## DATASET ROWS
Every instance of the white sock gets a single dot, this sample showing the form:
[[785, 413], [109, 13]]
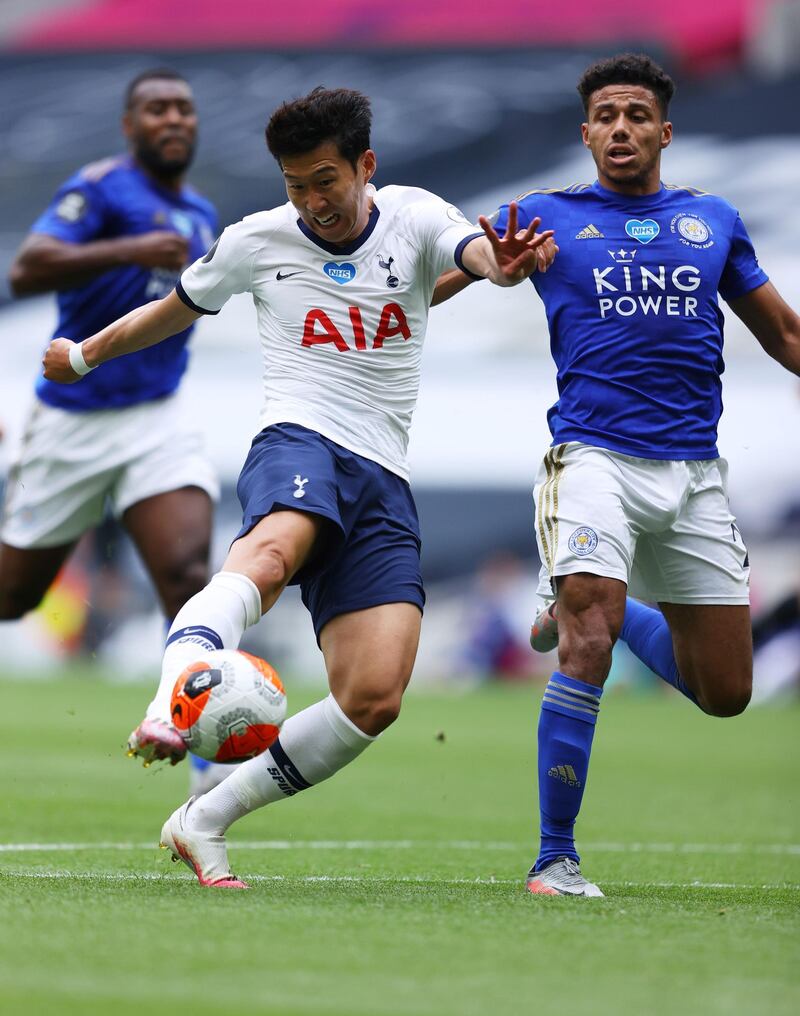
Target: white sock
[[313, 745], [214, 618]]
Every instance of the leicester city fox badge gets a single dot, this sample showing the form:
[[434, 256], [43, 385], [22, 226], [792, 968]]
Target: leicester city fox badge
[[582, 542]]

## WRITTEN INSTRUCTION
In the copy, include all records verbatim but no images.

## PROBLEM SOLUTION
Every instance of the white sock gets a single dot, this sample showing the form:
[[785, 413], [109, 13]]
Target: white sock
[[313, 745], [214, 618]]
Every instance of the leicester city fox badge gets a single dot, this sample showing the form:
[[434, 256], [43, 385], [22, 226], [792, 968]]
Target: leicester city fox badge
[[582, 542]]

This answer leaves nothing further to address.